* **HOW TO COMPLETE THIS TASK**
Restate the full listing precisely as written.

Start of Block

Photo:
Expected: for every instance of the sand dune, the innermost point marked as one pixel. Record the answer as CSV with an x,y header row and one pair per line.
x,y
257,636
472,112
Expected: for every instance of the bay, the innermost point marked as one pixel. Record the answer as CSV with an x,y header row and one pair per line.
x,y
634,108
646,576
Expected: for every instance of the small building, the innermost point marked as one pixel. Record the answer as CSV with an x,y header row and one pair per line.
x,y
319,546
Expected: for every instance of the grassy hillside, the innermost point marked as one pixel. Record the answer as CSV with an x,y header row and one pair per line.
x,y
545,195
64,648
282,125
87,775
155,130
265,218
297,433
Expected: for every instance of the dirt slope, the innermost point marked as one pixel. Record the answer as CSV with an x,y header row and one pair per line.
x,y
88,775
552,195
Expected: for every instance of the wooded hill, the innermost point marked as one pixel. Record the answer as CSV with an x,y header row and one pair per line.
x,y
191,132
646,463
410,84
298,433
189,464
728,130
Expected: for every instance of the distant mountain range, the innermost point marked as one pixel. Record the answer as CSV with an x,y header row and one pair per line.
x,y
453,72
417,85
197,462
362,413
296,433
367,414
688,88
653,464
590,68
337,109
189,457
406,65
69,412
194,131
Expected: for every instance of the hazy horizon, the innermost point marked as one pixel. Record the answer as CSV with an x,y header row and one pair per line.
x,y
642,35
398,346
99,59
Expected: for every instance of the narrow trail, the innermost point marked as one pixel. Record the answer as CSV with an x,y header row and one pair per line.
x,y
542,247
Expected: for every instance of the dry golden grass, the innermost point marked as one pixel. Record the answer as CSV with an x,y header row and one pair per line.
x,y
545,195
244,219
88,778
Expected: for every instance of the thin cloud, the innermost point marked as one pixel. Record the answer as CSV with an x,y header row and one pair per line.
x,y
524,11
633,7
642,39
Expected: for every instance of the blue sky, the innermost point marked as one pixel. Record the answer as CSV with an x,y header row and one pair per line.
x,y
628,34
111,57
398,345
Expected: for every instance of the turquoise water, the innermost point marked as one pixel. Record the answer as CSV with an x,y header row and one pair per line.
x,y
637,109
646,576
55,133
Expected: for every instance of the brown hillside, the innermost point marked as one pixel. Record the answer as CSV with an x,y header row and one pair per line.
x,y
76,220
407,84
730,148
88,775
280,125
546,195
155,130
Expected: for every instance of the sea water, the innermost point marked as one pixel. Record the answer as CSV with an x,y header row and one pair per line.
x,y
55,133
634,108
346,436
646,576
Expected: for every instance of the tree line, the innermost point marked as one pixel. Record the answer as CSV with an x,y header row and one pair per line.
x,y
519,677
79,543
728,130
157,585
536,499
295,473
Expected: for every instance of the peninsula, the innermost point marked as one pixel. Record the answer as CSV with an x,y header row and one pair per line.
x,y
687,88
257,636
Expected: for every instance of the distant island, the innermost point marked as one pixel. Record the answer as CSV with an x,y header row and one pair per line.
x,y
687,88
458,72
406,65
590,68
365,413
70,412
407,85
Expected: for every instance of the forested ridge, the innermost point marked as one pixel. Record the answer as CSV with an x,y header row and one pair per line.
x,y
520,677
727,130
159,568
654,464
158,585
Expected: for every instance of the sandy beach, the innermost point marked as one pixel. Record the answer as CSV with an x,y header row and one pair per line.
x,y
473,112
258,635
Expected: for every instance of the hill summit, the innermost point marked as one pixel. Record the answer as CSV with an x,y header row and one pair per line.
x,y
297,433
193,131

End of Block

* **SOLUTION FOR THIS PROBLEM**
Photo:
Expected: for every instance of the sand dune, the innermost point marked as one pixel. Record the answer as CSV with an x,y header row and one pair per line.
x,y
257,636
472,112
Expected: for every instance of the bay, the innermost point marked as one pixel. Record the answer as CSV with an x,y header row and one pair per line.
x,y
634,108
646,576
Expected: for every instance of the small building, the innermost point marked as one pixel. Record the answer as CSV with an x,y header row and one pair per line.
x,y
319,546
Expected: for every instance of the grassy hillside, the innermost point marked as one pixel. Record the answer as CSV with an x,y header row and one pair per line.
x,y
545,195
64,648
282,125
87,775
155,130
265,218
297,433
Expected: for every instance of the dirt slope, the innermost point marked as one pixel. Record the answer as CSV with an x,y header row and one pair per line.
x,y
88,775
552,195
Expected: for every instance of the wooded hill, the innermost point marked as one pixel. Record the answer as CSV with an x,y header row and one pair per line.
x,y
191,132
646,463
410,84
298,433
189,464
728,130
Expected: for every instance of the distant mountain range, the innermost point marked as one pixel. Record the answer as CSV with an x,y header row and one pair per line.
x,y
453,72
417,85
197,462
362,413
296,433
367,414
688,88
653,464
590,68
337,109
189,457
406,65
69,412
194,131
Expected: for every instance of the hazy horizon, the innermost point marked as one pixel. Record the answer as CSV with an x,y header row and one pair per line.
x,y
642,35
398,346
99,59
Expected: for every instance of the narrow trail, the innermost point marked as one pixel. Record the answer as CSV with an x,y header row and one pair per line.
x,y
542,247
Expected: for every instance of the dry golden grass, the innermost point marked as one pixel. Record the answer as CSV with an x,y header row and one pair per line.
x,y
545,195
244,219
88,778
Expected: for every instance of the thin cloud, the innermost point marked as one pixel. Record the answer as CSV with an x,y header row and one pair per line.
x,y
524,11
633,7
642,39
Expected: for every instance of the blue sky, the innermost point marked as one pixel. Record the answer as CSV with an x,y header row and one pair per line.
x,y
628,34
111,57
398,345
Expected: for every instance of the turquoise water, the innermost point marked as one pixel. Record the answer as CSV with an x,y header row and one pair per line.
x,y
637,109
646,576
55,133
Expected: for every instance of the brown hillside, the innermost point marked as one pixel. Record the answer as CSV with an x,y header row and one pair per line.
x,y
76,220
407,84
730,148
88,775
280,125
546,195
155,130
Expected: for every instance of the sea water, the innermost point marked as one pixel. Record the answer as CSV with an x,y header row and one pair per line.
x,y
55,133
634,108
346,436
646,576
Expected: for every instance of the tree line, the innermost point marked as one pixel. Record the answer as CSV with an x,y header row and one pair per line.
x,y
519,677
79,543
728,130
157,585
536,499
295,473
Expected: for every instance of the peninsula, the innermost point marked as one pixel. Record the answer as CSV with an x,y header row and one pair per line.
x,y
687,88
257,636
Expected: for every instance of the distant island, the innermost point marked as one pixel. Record the answer as CSV with an x,y header row and one pair per line.
x,y
687,88
458,72
406,65
590,68
365,413
70,412
407,85
Expected: for every instance of the forested ridge, the innermost point marked as one pixel. Record the answer as CSV with an x,y header row and one pair per line.
x,y
520,677
727,130
159,568
654,464
158,585
Expected: for every instance of the sandy beach, the innermost point marked as one pixel. Record the answer as CSV with an x,y header row and one pair per line.
x,y
473,112
258,635
Expected: for every instance of the hill summit, the innermost point marked as one pixel. Record the answer as CSV with an x,y header row and one pair per line.
x,y
297,433
193,131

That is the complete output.